• [TASK TO CARRY OUT]:
Please echo the entries word for word, starting at their first line and continuing up to and including the line containing "72 136 L 75". Leave out the pictures.

• [RECORDED DATA]:
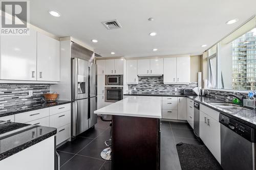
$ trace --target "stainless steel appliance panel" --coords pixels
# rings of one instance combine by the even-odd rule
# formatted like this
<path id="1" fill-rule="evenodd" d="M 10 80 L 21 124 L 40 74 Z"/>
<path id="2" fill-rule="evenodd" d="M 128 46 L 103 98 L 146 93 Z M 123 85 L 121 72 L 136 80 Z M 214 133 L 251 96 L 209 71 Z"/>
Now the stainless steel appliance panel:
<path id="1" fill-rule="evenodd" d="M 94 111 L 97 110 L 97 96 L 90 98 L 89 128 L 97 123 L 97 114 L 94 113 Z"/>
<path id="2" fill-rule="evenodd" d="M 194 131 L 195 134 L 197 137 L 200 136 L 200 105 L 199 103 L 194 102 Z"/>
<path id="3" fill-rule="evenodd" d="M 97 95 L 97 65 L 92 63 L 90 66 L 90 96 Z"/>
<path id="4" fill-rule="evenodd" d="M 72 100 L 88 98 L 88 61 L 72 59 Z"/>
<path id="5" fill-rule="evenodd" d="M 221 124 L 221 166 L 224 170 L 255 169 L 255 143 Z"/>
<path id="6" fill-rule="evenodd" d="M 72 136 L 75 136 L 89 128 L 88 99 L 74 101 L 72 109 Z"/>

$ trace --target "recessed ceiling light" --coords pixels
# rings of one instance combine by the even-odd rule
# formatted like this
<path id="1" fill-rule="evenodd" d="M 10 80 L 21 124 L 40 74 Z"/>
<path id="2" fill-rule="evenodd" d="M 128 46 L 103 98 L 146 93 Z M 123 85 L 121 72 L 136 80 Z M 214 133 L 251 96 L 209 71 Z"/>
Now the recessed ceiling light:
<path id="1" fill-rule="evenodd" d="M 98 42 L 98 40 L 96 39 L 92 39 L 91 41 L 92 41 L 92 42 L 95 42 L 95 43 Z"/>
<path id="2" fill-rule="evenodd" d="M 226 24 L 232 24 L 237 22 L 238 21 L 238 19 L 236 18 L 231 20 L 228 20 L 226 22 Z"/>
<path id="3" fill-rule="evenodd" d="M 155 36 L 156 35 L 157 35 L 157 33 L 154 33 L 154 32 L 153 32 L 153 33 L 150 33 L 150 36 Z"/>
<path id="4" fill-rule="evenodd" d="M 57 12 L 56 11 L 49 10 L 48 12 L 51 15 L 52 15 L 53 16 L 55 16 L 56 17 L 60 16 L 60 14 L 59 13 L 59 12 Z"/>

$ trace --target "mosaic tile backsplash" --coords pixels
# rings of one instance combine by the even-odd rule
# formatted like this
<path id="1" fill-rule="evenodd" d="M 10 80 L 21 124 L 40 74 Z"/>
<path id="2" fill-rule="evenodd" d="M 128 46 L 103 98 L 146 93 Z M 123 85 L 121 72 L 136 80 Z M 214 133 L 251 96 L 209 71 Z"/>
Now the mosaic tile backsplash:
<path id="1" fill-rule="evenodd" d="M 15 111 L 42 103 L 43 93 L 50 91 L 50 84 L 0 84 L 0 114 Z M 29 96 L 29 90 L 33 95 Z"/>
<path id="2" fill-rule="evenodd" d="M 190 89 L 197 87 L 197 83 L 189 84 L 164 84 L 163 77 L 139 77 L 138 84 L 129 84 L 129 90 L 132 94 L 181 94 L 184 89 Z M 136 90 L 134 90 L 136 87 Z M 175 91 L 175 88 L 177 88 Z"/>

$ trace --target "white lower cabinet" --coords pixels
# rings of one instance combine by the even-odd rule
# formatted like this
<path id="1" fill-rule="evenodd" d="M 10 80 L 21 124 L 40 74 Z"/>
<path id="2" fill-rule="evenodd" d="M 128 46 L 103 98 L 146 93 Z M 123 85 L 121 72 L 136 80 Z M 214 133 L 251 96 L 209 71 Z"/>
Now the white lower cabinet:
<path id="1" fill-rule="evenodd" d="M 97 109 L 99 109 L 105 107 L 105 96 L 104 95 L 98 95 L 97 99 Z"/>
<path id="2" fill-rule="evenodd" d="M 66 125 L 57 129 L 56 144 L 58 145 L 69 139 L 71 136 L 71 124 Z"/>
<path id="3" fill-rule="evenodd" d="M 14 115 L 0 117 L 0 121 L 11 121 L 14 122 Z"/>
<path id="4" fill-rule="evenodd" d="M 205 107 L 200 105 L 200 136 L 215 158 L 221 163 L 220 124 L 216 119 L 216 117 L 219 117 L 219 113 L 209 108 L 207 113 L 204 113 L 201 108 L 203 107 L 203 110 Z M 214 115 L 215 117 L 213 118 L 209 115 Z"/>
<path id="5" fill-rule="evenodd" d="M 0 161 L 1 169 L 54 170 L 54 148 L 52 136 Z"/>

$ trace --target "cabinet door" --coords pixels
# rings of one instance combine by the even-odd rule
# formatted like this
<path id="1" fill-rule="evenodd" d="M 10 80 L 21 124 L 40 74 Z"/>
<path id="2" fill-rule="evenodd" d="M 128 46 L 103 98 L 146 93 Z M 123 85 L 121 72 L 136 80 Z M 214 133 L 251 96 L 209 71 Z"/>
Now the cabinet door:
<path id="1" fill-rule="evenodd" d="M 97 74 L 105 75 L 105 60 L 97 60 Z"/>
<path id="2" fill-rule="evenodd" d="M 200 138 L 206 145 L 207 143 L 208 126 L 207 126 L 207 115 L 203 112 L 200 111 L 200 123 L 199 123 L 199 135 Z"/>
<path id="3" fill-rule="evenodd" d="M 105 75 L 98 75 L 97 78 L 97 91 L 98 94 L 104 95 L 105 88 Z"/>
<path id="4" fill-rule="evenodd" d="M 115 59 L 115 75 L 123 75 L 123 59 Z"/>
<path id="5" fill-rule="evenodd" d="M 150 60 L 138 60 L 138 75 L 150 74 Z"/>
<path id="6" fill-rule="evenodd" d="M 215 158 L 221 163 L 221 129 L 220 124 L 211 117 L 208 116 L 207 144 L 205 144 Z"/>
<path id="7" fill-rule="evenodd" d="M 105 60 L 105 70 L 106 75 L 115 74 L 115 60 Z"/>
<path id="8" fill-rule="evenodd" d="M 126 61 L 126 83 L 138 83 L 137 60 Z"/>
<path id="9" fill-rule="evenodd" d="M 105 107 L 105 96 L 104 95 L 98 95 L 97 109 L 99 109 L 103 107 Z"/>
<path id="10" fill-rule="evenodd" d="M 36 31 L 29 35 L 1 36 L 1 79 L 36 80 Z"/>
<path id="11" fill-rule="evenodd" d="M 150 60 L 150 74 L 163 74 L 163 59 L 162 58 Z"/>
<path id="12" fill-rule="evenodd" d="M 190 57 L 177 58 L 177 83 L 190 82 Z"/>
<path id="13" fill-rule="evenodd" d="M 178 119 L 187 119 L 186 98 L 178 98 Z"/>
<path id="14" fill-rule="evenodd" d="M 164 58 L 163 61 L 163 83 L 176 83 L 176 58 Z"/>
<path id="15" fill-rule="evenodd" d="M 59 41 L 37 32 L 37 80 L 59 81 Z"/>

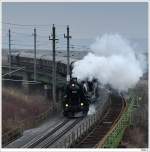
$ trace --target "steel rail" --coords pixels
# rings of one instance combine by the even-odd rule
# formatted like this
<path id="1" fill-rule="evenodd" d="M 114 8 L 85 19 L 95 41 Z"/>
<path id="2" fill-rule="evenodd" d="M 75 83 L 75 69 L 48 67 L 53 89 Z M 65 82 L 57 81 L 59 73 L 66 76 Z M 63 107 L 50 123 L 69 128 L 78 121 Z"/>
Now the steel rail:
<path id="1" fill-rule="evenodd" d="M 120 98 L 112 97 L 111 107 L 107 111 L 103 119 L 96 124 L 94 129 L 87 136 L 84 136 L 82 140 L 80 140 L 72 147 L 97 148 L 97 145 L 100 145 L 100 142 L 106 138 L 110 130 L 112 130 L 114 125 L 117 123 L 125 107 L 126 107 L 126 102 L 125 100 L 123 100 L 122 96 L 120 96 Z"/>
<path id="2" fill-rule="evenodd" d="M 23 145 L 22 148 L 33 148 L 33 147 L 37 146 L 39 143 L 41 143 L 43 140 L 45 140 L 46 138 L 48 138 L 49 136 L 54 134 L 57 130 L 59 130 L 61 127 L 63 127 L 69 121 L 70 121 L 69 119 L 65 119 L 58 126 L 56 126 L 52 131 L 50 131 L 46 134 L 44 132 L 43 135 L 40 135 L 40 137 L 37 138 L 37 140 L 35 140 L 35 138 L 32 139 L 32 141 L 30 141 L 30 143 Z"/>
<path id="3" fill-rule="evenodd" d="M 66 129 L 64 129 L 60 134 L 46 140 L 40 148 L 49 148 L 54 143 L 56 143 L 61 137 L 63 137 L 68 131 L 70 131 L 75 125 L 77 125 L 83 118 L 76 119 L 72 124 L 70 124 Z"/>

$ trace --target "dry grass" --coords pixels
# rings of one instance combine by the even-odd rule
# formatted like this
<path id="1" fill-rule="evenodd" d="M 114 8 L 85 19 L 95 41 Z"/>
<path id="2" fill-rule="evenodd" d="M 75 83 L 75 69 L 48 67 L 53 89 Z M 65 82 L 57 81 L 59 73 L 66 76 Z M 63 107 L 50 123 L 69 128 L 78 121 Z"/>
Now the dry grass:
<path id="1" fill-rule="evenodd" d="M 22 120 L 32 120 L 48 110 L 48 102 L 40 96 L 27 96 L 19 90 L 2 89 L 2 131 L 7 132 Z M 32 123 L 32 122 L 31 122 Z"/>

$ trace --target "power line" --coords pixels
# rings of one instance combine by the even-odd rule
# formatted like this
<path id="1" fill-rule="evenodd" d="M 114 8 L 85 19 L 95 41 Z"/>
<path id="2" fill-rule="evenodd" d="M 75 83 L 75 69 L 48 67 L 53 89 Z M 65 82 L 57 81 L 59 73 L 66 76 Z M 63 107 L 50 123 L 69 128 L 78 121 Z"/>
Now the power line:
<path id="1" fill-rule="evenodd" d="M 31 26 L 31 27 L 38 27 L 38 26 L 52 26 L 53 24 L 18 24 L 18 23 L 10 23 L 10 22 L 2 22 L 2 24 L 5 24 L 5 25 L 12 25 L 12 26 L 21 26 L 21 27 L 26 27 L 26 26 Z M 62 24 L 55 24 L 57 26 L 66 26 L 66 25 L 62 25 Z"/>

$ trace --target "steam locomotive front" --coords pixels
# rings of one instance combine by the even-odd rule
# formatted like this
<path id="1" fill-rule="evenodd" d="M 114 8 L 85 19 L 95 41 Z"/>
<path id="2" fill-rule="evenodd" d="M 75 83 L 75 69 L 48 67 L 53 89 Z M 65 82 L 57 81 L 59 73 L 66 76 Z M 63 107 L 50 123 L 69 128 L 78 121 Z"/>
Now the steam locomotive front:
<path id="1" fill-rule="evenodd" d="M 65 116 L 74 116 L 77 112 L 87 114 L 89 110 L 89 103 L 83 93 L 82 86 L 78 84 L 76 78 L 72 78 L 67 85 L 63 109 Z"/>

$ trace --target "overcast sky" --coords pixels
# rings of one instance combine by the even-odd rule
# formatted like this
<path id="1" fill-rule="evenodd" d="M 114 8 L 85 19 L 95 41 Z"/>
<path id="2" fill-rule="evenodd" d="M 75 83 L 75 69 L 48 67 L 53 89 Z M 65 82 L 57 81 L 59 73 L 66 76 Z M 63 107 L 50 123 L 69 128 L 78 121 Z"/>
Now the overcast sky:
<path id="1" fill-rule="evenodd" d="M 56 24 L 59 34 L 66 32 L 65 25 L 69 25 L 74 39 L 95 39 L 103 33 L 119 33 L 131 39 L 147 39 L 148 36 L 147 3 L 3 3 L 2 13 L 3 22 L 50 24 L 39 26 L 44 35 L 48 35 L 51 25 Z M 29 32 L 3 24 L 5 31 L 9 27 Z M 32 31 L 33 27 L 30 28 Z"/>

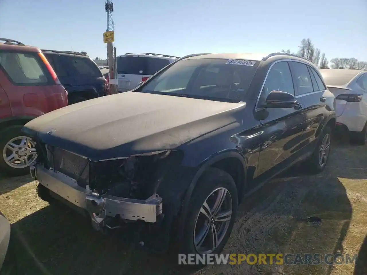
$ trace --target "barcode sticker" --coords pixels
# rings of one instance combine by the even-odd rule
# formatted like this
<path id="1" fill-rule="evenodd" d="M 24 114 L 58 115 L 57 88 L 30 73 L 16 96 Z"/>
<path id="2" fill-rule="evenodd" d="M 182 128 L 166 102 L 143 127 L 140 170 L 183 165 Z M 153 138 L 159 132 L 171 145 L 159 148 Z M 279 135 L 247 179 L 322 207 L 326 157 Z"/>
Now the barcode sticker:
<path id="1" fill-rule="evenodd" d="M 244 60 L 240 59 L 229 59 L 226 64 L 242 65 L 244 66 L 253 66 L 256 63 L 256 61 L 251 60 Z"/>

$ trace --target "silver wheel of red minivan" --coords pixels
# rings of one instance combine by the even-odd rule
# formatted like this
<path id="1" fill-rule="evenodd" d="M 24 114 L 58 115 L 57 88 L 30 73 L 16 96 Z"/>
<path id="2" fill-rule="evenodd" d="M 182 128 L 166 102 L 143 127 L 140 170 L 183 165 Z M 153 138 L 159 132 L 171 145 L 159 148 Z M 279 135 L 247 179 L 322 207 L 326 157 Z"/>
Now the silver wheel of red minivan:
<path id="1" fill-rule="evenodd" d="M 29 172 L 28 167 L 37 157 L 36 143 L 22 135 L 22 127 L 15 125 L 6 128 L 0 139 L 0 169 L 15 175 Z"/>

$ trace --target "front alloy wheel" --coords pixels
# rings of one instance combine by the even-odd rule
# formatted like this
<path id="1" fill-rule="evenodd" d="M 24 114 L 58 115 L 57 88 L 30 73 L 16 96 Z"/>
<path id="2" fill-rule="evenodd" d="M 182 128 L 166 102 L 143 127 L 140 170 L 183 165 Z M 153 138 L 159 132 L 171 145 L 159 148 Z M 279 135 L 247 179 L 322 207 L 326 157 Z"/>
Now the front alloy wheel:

• [COMPLETED TASK]:
$ trace --target "stainless steel appliance panel" --coords pixels
# rings of one instance combine by the even-odd rule
# formatted like this
<path id="1" fill-rule="evenodd" d="M 10 80 L 21 124 L 40 74 Z"/>
<path id="2" fill-rule="evenodd" d="M 128 46 L 103 98 L 146 93 Z M 123 85 L 121 72 L 136 80 Z M 214 133 L 251 96 L 209 71 Z"/>
Now the stainless steel appliance panel:
<path id="1" fill-rule="evenodd" d="M 94 111 L 97 110 L 97 96 L 90 98 L 89 128 L 97 123 L 97 114 L 94 113 Z"/>
<path id="2" fill-rule="evenodd" d="M 194 131 L 195 134 L 197 137 L 200 136 L 200 105 L 199 103 L 194 102 Z"/>
<path id="3" fill-rule="evenodd" d="M 97 95 L 97 65 L 92 63 L 90 66 L 90 96 Z"/>
<path id="4" fill-rule="evenodd" d="M 72 100 L 88 98 L 88 61 L 72 59 Z"/>
<path id="5" fill-rule="evenodd" d="M 221 124 L 221 166 L 224 170 L 255 169 L 255 143 Z"/>
<path id="6" fill-rule="evenodd" d="M 72 136 L 75 136 L 89 128 L 88 99 L 74 101 L 72 109 Z"/>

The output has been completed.